AIM OF THE EXERCISE ▸ Give again, unaltered, the lines of the listing below that run from the line having "# annotate each instance of the battlement" through the line having "# annotate each instance of the sky".

- - - -

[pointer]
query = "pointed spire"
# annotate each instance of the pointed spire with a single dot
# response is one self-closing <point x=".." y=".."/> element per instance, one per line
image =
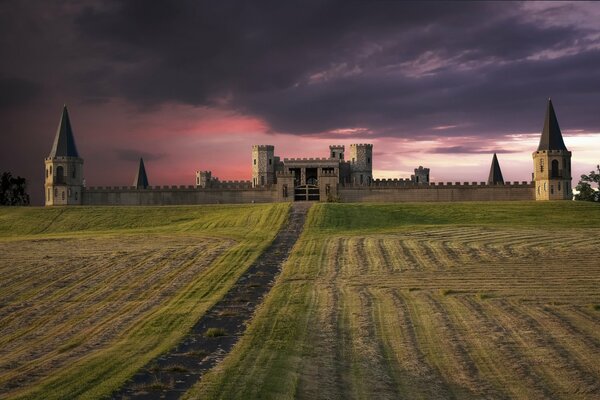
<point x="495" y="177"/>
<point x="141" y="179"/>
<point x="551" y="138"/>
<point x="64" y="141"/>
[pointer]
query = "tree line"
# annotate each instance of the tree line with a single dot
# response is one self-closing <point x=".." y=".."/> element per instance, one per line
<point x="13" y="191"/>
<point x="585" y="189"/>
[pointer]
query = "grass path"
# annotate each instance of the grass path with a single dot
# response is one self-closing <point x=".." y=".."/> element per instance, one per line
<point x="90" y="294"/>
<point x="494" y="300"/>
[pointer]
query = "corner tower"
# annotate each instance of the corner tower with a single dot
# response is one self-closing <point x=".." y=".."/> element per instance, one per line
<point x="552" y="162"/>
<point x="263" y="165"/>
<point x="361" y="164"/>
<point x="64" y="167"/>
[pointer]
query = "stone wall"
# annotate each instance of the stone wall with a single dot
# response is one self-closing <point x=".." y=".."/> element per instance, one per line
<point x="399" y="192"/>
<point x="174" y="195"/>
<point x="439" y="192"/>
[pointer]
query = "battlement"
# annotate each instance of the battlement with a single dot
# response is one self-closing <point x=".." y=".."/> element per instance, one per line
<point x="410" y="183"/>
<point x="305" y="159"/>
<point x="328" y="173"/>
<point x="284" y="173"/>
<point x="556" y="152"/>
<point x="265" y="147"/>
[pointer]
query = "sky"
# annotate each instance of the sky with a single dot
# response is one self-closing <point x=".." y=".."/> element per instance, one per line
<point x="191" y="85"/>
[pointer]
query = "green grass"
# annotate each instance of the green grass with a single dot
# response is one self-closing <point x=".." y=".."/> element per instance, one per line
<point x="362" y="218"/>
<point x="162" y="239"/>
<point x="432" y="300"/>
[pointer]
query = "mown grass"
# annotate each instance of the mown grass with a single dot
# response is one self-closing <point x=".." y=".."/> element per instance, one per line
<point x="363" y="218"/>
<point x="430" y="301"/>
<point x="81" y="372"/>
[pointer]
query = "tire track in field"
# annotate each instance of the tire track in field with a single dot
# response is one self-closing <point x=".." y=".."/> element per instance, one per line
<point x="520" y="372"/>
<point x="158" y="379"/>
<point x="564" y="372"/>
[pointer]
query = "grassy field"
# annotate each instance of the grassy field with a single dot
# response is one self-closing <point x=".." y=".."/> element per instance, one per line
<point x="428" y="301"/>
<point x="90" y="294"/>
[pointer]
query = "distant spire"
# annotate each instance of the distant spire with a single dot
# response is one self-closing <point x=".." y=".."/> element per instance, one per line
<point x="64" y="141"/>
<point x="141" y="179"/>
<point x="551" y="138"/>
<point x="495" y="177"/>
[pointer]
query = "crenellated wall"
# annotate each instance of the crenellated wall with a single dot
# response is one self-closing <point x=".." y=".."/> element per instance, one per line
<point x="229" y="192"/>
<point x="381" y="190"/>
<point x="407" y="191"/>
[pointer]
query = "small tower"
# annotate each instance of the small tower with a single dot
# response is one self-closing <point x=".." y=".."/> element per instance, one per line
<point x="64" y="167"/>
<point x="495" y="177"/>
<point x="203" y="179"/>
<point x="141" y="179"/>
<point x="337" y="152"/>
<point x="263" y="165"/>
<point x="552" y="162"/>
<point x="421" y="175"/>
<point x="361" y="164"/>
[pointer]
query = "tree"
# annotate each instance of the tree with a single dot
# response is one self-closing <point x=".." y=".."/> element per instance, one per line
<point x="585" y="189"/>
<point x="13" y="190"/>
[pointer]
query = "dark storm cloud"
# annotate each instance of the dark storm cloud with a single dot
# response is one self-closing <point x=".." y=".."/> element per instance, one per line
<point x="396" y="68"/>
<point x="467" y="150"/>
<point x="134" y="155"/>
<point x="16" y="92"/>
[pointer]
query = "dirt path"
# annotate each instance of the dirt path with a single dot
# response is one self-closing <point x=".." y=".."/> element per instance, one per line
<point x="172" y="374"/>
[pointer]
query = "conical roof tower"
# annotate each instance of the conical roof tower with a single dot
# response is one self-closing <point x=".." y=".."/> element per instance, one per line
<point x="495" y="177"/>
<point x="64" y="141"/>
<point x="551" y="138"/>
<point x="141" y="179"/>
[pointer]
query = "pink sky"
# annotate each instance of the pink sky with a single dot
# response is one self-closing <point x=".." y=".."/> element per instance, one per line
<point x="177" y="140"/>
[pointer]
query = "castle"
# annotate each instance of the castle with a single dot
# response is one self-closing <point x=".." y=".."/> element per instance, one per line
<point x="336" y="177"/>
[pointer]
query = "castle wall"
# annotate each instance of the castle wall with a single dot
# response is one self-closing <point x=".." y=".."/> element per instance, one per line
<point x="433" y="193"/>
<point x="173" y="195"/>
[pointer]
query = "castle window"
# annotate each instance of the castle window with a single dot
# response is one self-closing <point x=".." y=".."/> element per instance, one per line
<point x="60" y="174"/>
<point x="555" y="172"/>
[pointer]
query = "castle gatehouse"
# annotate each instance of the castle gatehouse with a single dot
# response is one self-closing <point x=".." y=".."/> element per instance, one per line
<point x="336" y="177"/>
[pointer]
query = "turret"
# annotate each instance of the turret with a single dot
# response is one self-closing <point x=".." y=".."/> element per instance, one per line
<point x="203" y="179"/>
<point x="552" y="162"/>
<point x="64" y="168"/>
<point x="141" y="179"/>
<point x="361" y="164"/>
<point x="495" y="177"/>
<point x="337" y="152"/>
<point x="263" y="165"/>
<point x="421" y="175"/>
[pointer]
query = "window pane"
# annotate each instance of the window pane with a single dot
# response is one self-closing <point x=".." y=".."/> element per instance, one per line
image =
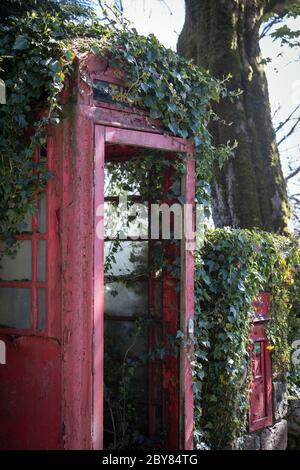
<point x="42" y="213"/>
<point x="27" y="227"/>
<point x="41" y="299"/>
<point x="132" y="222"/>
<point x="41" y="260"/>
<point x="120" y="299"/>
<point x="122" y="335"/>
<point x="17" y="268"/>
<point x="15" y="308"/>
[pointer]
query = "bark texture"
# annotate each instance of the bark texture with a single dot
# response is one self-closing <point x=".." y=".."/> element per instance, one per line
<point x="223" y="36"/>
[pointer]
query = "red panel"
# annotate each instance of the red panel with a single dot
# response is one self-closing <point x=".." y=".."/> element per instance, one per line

- - - -

OUTPUT BELOW ▸
# annotate each instance of the battlement with a single dot
# response is one self-closing <point x=".." y=".."/> element per instance, one per line
<point x="410" y="183"/>
<point x="305" y="159"/>
<point x="328" y="173"/>
<point x="284" y="173"/>
<point x="556" y="152"/>
<point x="265" y="147"/>
[pointer]
query = "sky"
# annotate each instance of the sky with a single dot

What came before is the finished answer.